- _YOUR ASSIGNMENT_: The line containing "like [(234, 669)]" marks the end, so write out exactly every line from the top of the entries below through that one.

- _DATA FOR THIS EXERCISE_:
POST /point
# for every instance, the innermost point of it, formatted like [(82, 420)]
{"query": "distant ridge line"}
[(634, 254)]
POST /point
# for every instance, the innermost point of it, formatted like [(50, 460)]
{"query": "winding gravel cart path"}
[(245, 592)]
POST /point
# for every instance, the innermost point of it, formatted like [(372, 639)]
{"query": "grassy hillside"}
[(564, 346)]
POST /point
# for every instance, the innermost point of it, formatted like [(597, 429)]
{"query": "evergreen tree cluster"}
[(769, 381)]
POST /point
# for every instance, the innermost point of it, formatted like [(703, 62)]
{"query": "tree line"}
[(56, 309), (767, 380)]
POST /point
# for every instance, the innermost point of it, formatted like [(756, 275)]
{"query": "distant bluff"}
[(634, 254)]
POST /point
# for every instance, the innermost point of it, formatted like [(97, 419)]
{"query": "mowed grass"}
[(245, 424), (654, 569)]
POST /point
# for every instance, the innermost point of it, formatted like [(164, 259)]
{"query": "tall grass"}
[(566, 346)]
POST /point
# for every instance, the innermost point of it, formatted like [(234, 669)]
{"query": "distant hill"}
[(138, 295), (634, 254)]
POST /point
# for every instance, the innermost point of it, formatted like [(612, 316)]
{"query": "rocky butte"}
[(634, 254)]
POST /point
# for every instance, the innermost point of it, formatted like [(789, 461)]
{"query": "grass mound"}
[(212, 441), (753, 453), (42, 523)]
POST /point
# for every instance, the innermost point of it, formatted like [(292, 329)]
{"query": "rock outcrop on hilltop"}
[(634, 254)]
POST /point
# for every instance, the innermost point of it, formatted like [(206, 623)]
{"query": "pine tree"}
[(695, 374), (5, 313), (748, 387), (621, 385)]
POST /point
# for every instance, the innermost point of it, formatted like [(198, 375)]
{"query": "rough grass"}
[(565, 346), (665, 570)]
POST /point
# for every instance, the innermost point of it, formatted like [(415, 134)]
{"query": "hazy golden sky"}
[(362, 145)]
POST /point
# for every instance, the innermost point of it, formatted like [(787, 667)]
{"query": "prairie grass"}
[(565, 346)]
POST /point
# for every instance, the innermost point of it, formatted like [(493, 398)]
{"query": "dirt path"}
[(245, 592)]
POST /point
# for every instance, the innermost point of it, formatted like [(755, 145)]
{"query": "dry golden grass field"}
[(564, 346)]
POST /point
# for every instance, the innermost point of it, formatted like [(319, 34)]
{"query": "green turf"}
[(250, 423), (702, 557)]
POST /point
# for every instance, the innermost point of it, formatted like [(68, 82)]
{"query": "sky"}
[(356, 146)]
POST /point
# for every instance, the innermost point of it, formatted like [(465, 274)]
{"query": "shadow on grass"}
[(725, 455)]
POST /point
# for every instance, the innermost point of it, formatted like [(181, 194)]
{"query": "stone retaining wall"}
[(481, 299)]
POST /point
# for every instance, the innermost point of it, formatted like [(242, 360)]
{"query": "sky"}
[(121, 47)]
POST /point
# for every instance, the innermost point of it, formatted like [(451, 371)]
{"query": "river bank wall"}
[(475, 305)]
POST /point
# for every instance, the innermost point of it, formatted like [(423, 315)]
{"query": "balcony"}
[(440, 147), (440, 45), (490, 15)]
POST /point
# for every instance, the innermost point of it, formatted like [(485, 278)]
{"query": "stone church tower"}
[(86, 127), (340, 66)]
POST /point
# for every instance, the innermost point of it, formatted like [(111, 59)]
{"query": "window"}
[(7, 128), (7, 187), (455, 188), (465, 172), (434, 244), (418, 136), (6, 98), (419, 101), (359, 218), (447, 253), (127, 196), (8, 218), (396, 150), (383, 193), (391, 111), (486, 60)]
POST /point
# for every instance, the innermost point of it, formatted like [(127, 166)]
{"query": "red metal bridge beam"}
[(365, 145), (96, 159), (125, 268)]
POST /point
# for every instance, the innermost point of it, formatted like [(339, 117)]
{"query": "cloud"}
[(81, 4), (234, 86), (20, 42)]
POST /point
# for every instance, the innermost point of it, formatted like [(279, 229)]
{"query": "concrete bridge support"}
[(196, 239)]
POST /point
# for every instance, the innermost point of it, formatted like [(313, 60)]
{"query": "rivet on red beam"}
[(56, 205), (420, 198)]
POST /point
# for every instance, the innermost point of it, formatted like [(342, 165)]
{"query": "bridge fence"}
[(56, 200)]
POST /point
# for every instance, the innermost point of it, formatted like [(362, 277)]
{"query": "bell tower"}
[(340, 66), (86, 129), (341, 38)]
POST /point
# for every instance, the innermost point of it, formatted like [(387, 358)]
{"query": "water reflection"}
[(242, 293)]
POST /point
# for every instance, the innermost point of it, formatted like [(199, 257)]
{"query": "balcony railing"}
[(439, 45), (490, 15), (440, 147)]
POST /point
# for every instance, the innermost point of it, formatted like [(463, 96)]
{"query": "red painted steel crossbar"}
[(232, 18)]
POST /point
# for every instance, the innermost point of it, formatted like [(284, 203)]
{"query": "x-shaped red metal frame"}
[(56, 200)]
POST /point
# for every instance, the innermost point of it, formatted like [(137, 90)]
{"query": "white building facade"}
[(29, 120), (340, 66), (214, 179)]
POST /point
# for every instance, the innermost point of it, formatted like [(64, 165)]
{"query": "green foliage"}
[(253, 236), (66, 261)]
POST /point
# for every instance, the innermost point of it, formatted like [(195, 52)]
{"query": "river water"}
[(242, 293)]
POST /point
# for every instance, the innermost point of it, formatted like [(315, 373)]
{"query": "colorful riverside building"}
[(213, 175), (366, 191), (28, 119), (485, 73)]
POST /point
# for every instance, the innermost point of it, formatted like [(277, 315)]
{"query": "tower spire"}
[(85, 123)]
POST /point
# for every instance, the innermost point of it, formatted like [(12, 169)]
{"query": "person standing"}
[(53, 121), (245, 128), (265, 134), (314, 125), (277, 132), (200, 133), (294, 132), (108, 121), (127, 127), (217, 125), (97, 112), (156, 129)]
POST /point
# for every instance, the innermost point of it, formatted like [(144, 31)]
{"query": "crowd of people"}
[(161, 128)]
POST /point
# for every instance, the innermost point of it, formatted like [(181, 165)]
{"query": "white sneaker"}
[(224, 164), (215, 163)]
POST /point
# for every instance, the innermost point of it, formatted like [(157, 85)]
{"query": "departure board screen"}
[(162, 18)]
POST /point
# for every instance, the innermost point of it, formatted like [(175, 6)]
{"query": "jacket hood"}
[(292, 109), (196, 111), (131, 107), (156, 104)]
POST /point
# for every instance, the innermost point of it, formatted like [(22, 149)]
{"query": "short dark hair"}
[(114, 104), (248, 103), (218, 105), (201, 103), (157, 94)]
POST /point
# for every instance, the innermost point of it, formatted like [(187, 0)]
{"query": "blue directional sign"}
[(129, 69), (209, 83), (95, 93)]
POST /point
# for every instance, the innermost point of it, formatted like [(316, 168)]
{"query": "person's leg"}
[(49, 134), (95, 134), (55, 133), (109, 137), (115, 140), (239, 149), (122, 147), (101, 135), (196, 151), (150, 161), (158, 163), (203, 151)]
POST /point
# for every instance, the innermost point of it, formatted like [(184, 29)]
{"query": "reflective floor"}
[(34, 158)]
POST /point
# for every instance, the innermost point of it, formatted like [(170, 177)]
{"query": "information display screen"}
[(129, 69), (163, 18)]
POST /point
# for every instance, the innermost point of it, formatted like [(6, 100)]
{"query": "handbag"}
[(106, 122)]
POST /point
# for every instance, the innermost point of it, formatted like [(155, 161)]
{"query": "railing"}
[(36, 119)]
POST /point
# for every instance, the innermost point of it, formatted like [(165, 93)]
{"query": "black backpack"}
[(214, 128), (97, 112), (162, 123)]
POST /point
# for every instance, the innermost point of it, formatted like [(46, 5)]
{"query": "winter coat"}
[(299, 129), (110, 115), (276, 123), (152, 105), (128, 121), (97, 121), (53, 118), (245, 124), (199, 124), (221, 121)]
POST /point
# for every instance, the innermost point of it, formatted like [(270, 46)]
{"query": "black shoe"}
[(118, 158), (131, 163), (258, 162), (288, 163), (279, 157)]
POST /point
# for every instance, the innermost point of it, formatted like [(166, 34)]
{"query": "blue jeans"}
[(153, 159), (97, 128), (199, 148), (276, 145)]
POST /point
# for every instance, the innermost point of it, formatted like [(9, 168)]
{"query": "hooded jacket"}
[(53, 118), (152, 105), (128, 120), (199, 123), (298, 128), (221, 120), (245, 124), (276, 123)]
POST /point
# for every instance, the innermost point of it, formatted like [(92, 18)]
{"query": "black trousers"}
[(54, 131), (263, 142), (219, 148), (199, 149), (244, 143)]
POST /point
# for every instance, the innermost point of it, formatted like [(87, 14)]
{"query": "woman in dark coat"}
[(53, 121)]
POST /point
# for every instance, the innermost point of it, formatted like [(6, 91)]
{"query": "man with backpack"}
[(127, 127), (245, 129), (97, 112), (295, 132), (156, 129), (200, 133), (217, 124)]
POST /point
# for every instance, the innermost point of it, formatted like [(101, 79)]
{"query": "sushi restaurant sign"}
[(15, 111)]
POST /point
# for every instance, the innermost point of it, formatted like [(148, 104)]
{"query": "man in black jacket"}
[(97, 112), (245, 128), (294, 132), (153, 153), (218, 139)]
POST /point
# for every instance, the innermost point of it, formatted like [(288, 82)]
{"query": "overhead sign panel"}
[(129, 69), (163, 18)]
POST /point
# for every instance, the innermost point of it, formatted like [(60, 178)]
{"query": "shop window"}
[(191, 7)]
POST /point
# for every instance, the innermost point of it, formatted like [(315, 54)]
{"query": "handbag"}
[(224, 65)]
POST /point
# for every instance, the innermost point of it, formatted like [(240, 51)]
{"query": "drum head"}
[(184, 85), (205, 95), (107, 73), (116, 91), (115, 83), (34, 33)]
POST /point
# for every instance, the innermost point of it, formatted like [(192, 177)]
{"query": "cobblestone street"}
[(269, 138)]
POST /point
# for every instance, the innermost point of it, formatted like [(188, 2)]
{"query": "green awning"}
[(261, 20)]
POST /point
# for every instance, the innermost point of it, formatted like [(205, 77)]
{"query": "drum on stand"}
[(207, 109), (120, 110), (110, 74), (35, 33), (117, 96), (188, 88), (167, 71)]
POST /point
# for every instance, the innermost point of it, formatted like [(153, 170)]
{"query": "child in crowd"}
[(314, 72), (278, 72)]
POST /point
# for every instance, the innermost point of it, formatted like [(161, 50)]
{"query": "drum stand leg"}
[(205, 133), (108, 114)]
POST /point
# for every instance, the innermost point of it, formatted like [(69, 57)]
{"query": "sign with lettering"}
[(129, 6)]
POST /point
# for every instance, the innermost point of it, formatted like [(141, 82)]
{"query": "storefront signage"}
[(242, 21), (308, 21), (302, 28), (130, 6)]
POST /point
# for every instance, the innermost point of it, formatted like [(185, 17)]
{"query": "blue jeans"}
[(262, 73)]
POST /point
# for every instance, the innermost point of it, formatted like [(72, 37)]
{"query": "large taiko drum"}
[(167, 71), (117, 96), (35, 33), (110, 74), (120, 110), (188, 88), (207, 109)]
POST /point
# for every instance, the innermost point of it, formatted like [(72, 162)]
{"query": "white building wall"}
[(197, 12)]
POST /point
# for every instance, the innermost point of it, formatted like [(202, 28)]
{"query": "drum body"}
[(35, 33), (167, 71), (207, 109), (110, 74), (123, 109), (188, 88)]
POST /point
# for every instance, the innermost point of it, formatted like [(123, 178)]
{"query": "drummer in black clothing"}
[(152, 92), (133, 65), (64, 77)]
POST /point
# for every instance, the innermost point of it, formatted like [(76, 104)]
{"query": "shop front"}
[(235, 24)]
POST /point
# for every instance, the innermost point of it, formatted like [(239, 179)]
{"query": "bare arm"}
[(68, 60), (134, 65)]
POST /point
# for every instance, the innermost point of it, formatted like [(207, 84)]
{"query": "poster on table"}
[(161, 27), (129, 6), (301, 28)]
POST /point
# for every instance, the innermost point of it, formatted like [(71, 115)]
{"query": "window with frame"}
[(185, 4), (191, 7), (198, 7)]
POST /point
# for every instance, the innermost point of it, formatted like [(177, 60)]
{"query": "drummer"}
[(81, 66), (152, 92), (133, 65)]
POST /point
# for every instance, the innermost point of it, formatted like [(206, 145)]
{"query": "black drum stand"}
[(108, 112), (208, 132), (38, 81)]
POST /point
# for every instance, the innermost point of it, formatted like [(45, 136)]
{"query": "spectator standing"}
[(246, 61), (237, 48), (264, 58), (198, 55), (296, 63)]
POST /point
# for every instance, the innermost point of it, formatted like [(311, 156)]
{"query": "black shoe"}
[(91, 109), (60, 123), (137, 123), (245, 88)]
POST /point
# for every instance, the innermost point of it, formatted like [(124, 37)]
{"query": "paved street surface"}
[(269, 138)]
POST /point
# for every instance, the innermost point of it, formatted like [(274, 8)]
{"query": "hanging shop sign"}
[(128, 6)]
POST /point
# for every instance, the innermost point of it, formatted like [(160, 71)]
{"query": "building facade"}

- _SOLUTION TO THE PROBLEM_:
POST /point
# for every instance, the innermost point of it, formatted like [(82, 420)]
{"query": "distant ridge line"}
[(634, 254)]
POST /point
# for every instance, the innermost point of it, formatted like [(50, 460)]
{"query": "winding gravel cart path"}
[(245, 592)]
POST /point
# for every instance, the innermost point of it, formatted like [(372, 639)]
{"query": "grassy hillside"}
[(564, 346)]
POST /point
# for every instance, the innermost point of it, formatted like [(597, 429)]
{"query": "evergreen tree cluster"}
[(769, 381)]
POST /point
# for every instance, the innermost point of it, formatted like [(703, 62)]
{"query": "tree line"}
[(56, 309), (767, 380)]
POST /point
# for every instance, the innermost point of it, formatted like [(756, 275)]
{"query": "distant bluff"}
[(634, 254)]
POST /point
# for every instance, the innermost point of it, formatted like [(97, 419)]
{"query": "mowed grass"}
[(245, 424), (654, 569)]
POST /point
# for every instance, the innermost point of it, formatted like [(164, 259)]
{"query": "tall grass"}
[(566, 346)]
POST /point
# for every instance, the innermost point of it, formatted like [(234, 669)]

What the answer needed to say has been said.